(Stored dataset entries)
━━━━━━
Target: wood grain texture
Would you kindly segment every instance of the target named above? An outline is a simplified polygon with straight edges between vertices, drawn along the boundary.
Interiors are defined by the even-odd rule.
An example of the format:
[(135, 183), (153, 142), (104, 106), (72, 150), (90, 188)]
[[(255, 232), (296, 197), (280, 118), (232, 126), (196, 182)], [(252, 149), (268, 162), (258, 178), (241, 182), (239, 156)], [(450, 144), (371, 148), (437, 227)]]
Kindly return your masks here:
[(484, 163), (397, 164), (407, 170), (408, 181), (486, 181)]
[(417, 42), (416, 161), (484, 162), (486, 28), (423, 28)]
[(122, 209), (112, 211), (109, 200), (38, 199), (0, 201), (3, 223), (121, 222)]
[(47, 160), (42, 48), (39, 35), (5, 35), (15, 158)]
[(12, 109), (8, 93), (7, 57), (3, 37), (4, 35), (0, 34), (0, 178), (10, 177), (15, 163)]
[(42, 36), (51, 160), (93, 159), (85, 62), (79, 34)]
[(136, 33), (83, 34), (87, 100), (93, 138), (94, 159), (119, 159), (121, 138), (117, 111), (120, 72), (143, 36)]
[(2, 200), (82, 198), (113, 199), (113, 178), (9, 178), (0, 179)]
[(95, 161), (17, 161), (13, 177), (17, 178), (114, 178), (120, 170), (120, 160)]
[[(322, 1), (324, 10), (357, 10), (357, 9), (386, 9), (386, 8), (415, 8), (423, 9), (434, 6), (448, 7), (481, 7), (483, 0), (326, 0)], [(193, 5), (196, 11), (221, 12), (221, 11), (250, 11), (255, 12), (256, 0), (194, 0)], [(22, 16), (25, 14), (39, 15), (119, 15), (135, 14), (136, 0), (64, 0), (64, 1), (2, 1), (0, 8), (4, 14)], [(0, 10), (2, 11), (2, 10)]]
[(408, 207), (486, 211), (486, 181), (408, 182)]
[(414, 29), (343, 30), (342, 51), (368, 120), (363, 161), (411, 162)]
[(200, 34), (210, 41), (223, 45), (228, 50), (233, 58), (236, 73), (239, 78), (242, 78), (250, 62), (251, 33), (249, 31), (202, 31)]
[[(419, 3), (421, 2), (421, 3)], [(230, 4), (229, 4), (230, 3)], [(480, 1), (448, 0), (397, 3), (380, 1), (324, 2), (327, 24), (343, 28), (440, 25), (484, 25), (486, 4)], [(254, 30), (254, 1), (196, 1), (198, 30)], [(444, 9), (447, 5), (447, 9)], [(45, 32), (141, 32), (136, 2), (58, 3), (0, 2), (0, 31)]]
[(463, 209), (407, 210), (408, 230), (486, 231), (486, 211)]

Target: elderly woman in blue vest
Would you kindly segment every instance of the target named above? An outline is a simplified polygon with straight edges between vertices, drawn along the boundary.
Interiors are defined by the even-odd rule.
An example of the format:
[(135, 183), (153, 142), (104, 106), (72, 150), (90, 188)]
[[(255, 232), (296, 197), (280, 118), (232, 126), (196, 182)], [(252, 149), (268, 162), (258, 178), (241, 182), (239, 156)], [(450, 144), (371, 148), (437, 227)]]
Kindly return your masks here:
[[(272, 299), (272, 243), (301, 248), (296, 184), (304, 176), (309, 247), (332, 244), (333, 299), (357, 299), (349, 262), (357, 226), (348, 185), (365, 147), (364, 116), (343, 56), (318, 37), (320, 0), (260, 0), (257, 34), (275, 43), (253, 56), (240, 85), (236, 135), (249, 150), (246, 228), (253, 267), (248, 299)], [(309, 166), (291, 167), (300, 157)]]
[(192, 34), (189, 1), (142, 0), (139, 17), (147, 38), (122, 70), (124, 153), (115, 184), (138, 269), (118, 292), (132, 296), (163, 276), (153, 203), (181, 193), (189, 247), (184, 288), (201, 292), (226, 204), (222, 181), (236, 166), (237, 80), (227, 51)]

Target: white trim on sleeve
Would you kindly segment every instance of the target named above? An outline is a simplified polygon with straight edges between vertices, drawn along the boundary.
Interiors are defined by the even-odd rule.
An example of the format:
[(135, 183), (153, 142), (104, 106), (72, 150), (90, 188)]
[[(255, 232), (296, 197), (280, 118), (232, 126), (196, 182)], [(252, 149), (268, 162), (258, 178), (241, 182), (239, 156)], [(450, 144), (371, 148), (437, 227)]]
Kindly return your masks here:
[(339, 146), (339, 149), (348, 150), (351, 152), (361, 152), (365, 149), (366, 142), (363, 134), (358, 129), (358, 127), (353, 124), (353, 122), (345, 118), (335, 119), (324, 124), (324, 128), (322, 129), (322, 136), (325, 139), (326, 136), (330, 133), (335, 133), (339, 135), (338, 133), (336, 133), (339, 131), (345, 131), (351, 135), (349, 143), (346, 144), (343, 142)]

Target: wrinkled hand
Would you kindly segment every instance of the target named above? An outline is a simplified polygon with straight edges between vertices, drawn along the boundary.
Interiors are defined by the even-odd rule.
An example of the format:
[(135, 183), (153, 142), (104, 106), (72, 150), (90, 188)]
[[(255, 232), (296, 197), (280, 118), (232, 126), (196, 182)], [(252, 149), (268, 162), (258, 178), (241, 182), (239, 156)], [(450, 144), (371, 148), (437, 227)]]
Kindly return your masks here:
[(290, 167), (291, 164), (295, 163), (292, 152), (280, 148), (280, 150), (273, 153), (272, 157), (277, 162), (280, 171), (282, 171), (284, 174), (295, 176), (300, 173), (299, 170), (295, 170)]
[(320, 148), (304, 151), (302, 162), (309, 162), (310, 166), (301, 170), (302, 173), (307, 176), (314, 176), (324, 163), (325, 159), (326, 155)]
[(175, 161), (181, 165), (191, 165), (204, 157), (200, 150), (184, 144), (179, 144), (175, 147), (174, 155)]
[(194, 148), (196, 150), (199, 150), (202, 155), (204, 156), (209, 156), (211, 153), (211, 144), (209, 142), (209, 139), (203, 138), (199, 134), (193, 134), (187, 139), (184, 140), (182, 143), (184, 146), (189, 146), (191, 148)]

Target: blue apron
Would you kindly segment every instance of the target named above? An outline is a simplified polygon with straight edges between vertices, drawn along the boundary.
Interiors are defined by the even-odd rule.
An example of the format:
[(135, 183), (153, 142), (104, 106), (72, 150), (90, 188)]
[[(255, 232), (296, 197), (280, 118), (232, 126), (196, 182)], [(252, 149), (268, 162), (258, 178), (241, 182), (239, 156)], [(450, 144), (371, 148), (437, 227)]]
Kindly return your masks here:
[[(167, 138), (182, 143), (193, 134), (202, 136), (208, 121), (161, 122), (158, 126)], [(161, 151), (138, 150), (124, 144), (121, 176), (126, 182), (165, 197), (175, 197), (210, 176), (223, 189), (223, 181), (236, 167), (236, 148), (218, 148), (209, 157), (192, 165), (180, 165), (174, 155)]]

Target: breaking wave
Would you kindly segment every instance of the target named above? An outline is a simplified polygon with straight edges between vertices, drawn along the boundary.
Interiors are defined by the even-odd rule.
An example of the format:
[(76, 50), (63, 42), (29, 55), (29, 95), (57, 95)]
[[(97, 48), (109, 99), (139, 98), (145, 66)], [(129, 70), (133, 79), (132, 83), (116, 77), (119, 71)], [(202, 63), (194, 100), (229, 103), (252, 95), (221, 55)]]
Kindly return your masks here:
━━━━━━
The request >> Could you format every line of the entries above as a numbered list, omitting blank lines?

Output below >>
1. Target: wood grain texture
2. Would you kindly segment every instance of the target named above? An outline is a simplified polygon with straight edges between vertices, drawn along the boundary.
3. Interiors are defined by the even-odd rule.
4. An example of the format:
5. [(135, 183), (153, 142), (104, 106), (72, 150), (90, 188)]
6. [[(255, 232), (296, 197), (280, 118), (232, 126), (196, 182)], [(252, 149), (268, 162), (258, 178), (241, 182), (239, 156)], [(450, 144), (371, 148), (437, 227)]]
7. Kindly return your masks here:
8. [(484, 163), (397, 164), (407, 170), (408, 181), (486, 181)]
9. [(417, 42), (416, 161), (484, 162), (486, 28), (423, 28)]
10. [(122, 209), (112, 211), (109, 200), (38, 199), (0, 201), (3, 223), (121, 222)]
11. [(47, 160), (42, 48), (39, 35), (5, 35), (15, 158)]
12. [(12, 109), (8, 93), (7, 57), (3, 37), (4, 35), (0, 34), (0, 178), (10, 177), (15, 163)]
13. [(42, 36), (51, 160), (93, 159), (85, 62), (79, 34)]
14. [(136, 33), (83, 34), (87, 100), (93, 138), (94, 159), (119, 159), (121, 138), (117, 111), (120, 72), (143, 36)]
15. [(2, 200), (82, 198), (113, 199), (113, 178), (9, 178), (0, 179)]
16. [(95, 161), (17, 161), (13, 177), (17, 178), (114, 178), (120, 170), (120, 160)]
17. [[(322, 1), (324, 10), (357, 10), (357, 9), (386, 9), (386, 8), (415, 8), (423, 9), (434, 6), (448, 7), (481, 7), (483, 0), (326, 0)], [(193, 5), (196, 11), (221, 12), (221, 11), (250, 11), (255, 12), (256, 0), (194, 0)], [(22, 16), (25, 14), (39, 15), (119, 15), (135, 14), (136, 0), (64, 0), (64, 1), (2, 1), (0, 8), (4, 14)], [(0, 10), (2, 11), (2, 10)]]
18. [(408, 207), (486, 211), (486, 181), (408, 182)]
19. [(414, 29), (343, 30), (342, 51), (368, 120), (363, 161), (411, 162)]
20. [(200, 34), (210, 41), (223, 45), (228, 50), (233, 58), (236, 73), (239, 78), (242, 78), (250, 62), (251, 33), (249, 31), (202, 31)]
21. [[(419, 3), (421, 2), (421, 3)], [(230, 4), (229, 4), (230, 3)], [(480, 1), (448, 0), (397, 3), (380, 1), (324, 2), (327, 24), (343, 28), (440, 25), (484, 25), (486, 4)], [(254, 30), (254, 1), (196, 1), (198, 30)], [(444, 9), (447, 5), (447, 9)], [(45, 32), (141, 32), (136, 2), (58, 3), (0, 2), (0, 31)]]
22. [(463, 209), (407, 210), (408, 230), (486, 231), (486, 211)]
23. Target: elderly woman in blue vest
24. Would you kindly segment every instance of the target named above? An outline is a simplified polygon with straight edges between vertices, drawn along the boundary.
25. Interiors are defined by the even-odd rule.
26. An example of the format:
27. [(135, 183), (153, 142), (104, 106), (72, 150), (90, 188)]
28. [[(255, 232), (296, 197), (280, 118), (232, 126), (196, 182)], [(252, 149), (268, 162), (258, 178), (241, 182), (239, 156)], [(450, 144), (371, 148), (437, 227)]]
29. Kindly return your masks here:
30. [[(272, 299), (272, 243), (301, 248), (296, 184), (304, 176), (309, 247), (332, 244), (333, 299), (357, 299), (349, 262), (357, 226), (348, 185), (365, 147), (364, 116), (343, 56), (318, 37), (320, 0), (260, 0), (257, 34), (275, 43), (253, 56), (240, 85), (236, 135), (249, 150), (246, 228), (253, 267), (248, 299)], [(309, 166), (291, 167), (300, 157)]]
31. [(192, 34), (189, 1), (142, 0), (139, 17), (147, 38), (122, 70), (124, 153), (115, 184), (138, 269), (118, 292), (132, 296), (163, 276), (153, 203), (181, 193), (189, 247), (184, 288), (201, 292), (226, 204), (222, 181), (236, 166), (237, 80), (227, 51)]
32. Target: white trim on sleeve
33. Would you kindly segment every instance of the target named above? An outline is a simplified polygon with straight edges between vertices, drawn along the boundary.
34. Interiors are defined by the even-odd rule.
35. An example of the format:
36. [(135, 183), (153, 142), (104, 106), (72, 150), (90, 188)]
37. [[(255, 232), (296, 197), (280, 118), (232, 126), (196, 182)], [(252, 149), (268, 162), (258, 178), (241, 182), (239, 156)], [(450, 144), (371, 148), (437, 227)]]
38. Kindly return your masks here:
39. [(339, 146), (339, 149), (348, 150), (351, 152), (361, 152), (365, 149), (366, 142), (363, 134), (358, 129), (358, 127), (353, 124), (353, 122), (345, 118), (335, 119), (324, 124), (324, 128), (322, 129), (322, 136), (325, 139), (326, 136), (330, 133), (335, 133), (339, 135), (338, 133), (336, 133), (339, 131), (345, 131), (351, 135), (349, 143), (346, 144), (343, 142)]
40. Target: wrinkled hand
41. Would you kindly segment every instance of the target named above? An outline is a simplified polygon with straight edges between vertices, drawn along the boundary.
42. Interiors are defined by the even-odd rule.
43. An example of the format:
44. [(135, 183), (153, 142), (104, 106), (72, 150), (90, 188)]
45. [[(255, 232), (296, 197), (280, 118), (232, 126), (196, 182)], [(252, 149), (268, 162), (258, 178), (241, 182), (239, 156)], [(450, 144), (371, 148), (437, 227)]]
46. Kindly return your masks here:
47. [(290, 167), (291, 164), (295, 163), (292, 152), (280, 148), (280, 150), (273, 153), (272, 157), (277, 162), (280, 171), (282, 171), (284, 174), (295, 176), (300, 173), (299, 170), (295, 170)]
48. [(320, 148), (304, 151), (302, 162), (309, 162), (310, 166), (301, 170), (302, 173), (307, 176), (314, 176), (324, 163), (325, 159), (326, 155)]
49. [(175, 161), (181, 165), (191, 165), (204, 157), (200, 150), (184, 144), (179, 144), (175, 147), (174, 155)]
50. [(194, 148), (196, 150), (199, 150), (202, 155), (204, 156), (209, 156), (211, 153), (211, 144), (209, 142), (209, 139), (203, 138), (199, 134), (193, 134), (187, 139), (184, 140), (182, 143), (184, 146), (189, 146), (191, 148)]
51. Target: blue apron
52. Would you kindly segment every instance of the target named above? An outline is a simplified polygon with straight edges between vertices, drawn along the boundary.
53. Interiors are defined by the even-odd rule.
54. An example of the format:
55. [(135, 183), (153, 142), (104, 106), (72, 150), (90, 188)]
56. [[(255, 232), (296, 197), (280, 118), (232, 126), (196, 182)], [(252, 149), (268, 162), (258, 178), (241, 182), (239, 156)], [(450, 144), (371, 148), (437, 227)]]
57. Kindly return your masks here:
58. [[(167, 138), (182, 143), (193, 134), (202, 136), (208, 121), (161, 122), (158, 126)], [(161, 151), (138, 150), (124, 144), (121, 176), (126, 182), (165, 197), (175, 197), (210, 176), (223, 189), (223, 181), (236, 167), (236, 148), (218, 148), (209, 157), (192, 165), (180, 165), (174, 155)]]
59. Target: breaking wave
60. Would you kindly segment every instance of the target named above? An outline is a simplified polygon with straight edges between vertices, drawn along the boundary.
61. Interiors are defined by the even-odd rule.
62. An example of the format:
63. [(76, 50), (63, 42), (29, 55), (29, 95), (57, 95)]
64. [[(97, 48), (109, 99), (139, 98), (145, 66)], [(129, 70), (133, 79), (132, 83), (116, 77), (119, 71)], [(202, 63), (194, 100), (229, 103), (252, 95), (221, 55)]]
65. Kindly return your masks here:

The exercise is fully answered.